ARTICLE.
━━━━━━━━
Centenarian believes in calling a spade a spade
Although she is well known for her sense of humour, Linnette Mitchell, now 103, is also known as a woman who will speak the truth at all times, come what may.
“She is very fair and she tries to split justice,” Mitchell’s grandniece Yvonne Clarke-Henry said. “That’s Aunt Linnette. No matter what. She was a plain speaker … she says it as it is. She does not dread anyone when it comes to speaking the truth,” Clarke-Henry said.
Born in Black Hill, Portland on February 6, 1911, to parents Martha and James Barnes, Mitchell grew up with her two sisters and one brother. Though both her sisters have since died, Mitchell’s brother Stanford Agustus Barnes is still alive and will be 100 years old come next January.
“As a little girl I used to love to go to school,” Mitchell said from her Black Hill home two Thursdays ago. “I went to the Black Hill Elementary, and the most mi used to do was go to church.”
Mitchell, who sat on her bed propped up with pillows, is unable to see and walk around but hears moderately and recalls incidents from her past. Though she could not recall the year she was married, Mitchell humorously remembered the love between her husband ‘Mass Israel’ and herself.
“A nuh mi fell in love with him, a him fell in love wid mi and take me,” she said with a laugh. “Mi not even know where him did come from.”
Her husband, who was also known to community and family members as ‘South’, was described by his wife as a good tailor. When provoked, he would turn to his wife and say: ‘Linnette mi we throw stone’ something the family still laughs about today, years after his passing.
The union produced two daughters, one of whom died in her early 20s while the other, Cynthia, now resides in England. Cynthia has since given Mitchell five grandchildren.
But Mitchell loved children and was not content to care only for her own two, but instead took in a number of children who were both relatives and non-relatives alike.
Marcia Swire-Walker who now lives in Chicago is one such person. She was described by family members as Mitchell’s ‘adopted’ daughter and the number one person in the centenarian’s life. Swire-Walker tends to just about all of Mitchell’s financial needs, and though she is not physically with her, she ensures that she is well taken care of.
Mitchell worked as a higgler travelling from Portland to the Coronation Market in West Kingston weekly.
“She went to market up to when she was in her 80s, but she stopped because her eyesight was going bad,” Mitchell’s grandniece Hyacinth White told the Sunday Observer.
“When I say go to market I mean she drive on the big market truck. She was hard-working, she worked very, very, very hard,” White said.
White also described Mitchell as an encouraging person who shared a special bond with her siblings and other family members.
“She used to encourage people and she and her siblings lived so good,” White said. “My grandmother is her sister and so the siblings used to live loving and caring. If anything happened they would work it out. I remember once when something happened to one of the relatives in Port Antonio and Aunt Linnette walked from Black Hill to Port Antonio that night – that is 20-something miles. And we walked to Port Antonio because we never used to have many vehicles on the road,” White recalled. “She was a good provider for her child – because one had died, and those that she raised, so all of them still keep in touch with her. Every birthday is celebrated,” she added.
━━━━━━━━
INFORMATION GIVEN.
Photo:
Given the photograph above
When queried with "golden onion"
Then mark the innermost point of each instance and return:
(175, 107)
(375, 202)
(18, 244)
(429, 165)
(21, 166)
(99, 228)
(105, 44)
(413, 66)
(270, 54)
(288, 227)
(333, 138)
━━━━━━━━
ACTIONS TO TAKE.
1. Do these statements agree with the article about the centenarian? Answer yes or no for each, and quote the words from the article that decide it.
(a) Mitchell was born in Black Hill, Portland.
(b) Mitchell stopped going to market when she was in her 70s.
(c) Mitchell's husband was a tailor.
2. Turn every line of the listing that comes after the article into a numbered list, and leave out any blank lines.

FINAL ANSWERS.
1.
(a) Yes: "Born in Black Hill, Portland on February 6, 1911"
(b) No: "She went to market up to when she was in her 80s, but she stopped because her eyesight was going bad"
(c) Yes: "was described by his wife as a good tailor"

2.
1. Photo:
2. Given the photograph above
3. When queried with "golden onion"
4. Then mark the innermost point of each instance and return:
5. (175, 107)
6. (375, 202)
7. (18, 244)
8. (429, 165)
9. (21, 166)
10. (99, 228)
11. (105, 44)
12. (413, 66)
13. (270, 54)
14. (288, 227)
15. (333, 138)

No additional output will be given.